* **Исходные данные**:
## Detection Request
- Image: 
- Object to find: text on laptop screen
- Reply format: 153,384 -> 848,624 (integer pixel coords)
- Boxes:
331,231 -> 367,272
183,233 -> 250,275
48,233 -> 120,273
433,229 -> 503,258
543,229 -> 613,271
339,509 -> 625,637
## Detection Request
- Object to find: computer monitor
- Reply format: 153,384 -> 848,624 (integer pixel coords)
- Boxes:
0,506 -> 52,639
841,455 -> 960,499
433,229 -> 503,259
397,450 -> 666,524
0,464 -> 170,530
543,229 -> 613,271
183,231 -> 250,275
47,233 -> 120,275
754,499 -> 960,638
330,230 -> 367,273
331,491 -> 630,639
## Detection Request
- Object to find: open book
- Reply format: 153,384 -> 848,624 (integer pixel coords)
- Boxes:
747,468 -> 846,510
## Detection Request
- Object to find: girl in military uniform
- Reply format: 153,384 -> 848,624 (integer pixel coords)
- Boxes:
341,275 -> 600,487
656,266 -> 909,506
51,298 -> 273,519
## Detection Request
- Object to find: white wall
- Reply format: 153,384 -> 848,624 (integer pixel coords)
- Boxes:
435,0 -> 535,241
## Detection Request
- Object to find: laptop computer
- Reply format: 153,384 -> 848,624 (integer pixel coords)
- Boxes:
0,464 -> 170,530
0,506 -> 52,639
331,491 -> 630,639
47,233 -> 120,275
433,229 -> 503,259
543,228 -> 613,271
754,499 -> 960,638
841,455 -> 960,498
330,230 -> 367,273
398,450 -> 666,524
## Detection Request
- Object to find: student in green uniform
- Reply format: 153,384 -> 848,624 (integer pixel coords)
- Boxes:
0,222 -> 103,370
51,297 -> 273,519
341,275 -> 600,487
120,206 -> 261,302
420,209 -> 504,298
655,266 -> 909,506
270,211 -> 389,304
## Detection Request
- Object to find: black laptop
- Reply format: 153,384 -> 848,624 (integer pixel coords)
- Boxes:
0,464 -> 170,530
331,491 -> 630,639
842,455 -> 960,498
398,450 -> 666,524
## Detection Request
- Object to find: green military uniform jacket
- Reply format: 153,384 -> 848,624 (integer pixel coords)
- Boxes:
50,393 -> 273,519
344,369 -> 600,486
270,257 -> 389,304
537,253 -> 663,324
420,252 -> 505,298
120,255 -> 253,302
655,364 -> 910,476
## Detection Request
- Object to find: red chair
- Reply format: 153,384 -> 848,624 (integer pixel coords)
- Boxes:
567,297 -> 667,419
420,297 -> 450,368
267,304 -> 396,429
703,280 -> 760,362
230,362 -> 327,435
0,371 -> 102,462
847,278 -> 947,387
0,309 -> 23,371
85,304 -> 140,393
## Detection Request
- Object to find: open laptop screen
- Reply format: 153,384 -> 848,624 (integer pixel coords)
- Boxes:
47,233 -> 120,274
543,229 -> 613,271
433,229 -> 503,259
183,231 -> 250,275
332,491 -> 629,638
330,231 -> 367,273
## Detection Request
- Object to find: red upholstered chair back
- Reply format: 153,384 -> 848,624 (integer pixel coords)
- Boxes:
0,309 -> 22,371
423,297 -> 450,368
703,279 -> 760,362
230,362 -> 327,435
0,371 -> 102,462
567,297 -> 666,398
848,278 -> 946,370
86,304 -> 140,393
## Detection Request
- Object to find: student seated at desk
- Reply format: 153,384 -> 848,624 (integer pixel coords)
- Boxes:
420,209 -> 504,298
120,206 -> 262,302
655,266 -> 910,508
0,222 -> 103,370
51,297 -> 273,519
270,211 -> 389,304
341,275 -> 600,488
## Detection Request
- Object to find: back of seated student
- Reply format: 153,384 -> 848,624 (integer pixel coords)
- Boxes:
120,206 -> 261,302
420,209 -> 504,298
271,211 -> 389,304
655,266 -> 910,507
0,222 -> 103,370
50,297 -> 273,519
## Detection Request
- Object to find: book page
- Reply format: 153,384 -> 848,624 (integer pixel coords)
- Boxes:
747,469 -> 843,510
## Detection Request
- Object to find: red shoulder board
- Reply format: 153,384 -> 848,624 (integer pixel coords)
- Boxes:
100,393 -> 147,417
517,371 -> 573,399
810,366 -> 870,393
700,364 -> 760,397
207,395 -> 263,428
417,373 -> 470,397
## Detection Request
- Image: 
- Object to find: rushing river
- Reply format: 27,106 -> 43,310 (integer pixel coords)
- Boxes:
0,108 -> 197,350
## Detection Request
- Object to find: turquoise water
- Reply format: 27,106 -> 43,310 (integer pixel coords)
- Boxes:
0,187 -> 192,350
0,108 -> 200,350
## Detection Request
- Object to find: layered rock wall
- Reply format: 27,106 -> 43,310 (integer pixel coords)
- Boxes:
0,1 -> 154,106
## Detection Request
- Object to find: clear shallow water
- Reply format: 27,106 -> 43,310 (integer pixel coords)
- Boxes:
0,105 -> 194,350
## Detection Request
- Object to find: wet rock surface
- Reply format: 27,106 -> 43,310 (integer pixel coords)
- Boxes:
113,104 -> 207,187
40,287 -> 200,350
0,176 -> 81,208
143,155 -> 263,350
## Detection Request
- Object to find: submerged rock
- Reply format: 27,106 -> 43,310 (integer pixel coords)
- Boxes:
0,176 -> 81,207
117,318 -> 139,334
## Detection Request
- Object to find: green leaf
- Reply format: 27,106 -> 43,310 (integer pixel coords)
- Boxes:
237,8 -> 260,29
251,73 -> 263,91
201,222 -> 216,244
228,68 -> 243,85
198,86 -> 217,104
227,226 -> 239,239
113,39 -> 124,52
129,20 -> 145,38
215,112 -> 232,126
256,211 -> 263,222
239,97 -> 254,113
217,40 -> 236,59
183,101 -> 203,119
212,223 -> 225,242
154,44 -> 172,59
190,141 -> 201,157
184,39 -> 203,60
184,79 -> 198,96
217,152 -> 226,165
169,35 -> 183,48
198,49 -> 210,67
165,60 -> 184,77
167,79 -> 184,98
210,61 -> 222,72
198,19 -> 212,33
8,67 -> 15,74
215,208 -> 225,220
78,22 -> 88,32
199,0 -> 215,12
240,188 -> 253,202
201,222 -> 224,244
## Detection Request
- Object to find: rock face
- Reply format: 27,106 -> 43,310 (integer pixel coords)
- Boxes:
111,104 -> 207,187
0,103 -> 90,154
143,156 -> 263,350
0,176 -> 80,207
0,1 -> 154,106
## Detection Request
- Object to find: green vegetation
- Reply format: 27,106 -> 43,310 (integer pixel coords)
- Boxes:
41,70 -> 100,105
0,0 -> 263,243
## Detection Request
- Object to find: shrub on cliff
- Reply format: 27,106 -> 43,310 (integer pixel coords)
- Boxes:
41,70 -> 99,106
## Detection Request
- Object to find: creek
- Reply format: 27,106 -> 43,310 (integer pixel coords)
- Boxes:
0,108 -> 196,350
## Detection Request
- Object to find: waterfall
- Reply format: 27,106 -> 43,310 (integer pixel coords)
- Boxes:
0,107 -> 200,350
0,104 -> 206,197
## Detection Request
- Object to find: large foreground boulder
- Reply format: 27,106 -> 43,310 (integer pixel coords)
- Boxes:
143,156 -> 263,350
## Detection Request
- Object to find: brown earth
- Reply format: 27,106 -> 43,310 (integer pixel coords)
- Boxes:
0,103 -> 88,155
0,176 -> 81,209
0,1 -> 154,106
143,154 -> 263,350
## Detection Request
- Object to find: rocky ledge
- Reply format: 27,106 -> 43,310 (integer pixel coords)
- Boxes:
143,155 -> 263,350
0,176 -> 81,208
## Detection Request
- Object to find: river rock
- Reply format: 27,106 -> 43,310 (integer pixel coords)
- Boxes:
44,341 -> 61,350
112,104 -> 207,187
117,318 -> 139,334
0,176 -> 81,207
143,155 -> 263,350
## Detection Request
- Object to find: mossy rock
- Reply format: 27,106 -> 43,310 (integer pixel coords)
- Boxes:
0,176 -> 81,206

* **Что требуется**: Перепишите строки данных выше без изменений: начните с самой первой строки и остановитесь после строки, в которой есть «339,509 -> 625,637», включив и её.

* **Решение**:
## Detection Request
- Image: 
- Object to find: text on laptop screen
- Reply format: 153,384 -> 848,624 (integer pixel coords)
- Boxes:
331,231 -> 367,272
183,233 -> 250,275
48,233 -> 120,273
433,229 -> 503,258
543,229 -> 613,271
339,509 -> 625,637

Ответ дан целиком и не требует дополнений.